- _TASK TO COMPLETE_
Please set down every line of the records below exactly, without the pictures.

===== SOURCE RECORDS =====

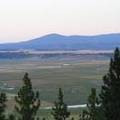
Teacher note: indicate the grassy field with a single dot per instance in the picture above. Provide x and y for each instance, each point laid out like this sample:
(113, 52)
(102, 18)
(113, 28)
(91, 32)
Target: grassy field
(75, 77)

=====

- _SOLUTION TO THE PROBLEM_
Teacher note: indicate the grassy field with a single dot per instance in the picture above. Provide x and y for each instance, each point laid out like this sample:
(113, 52)
(102, 18)
(113, 28)
(91, 32)
Target: grassy field
(75, 77)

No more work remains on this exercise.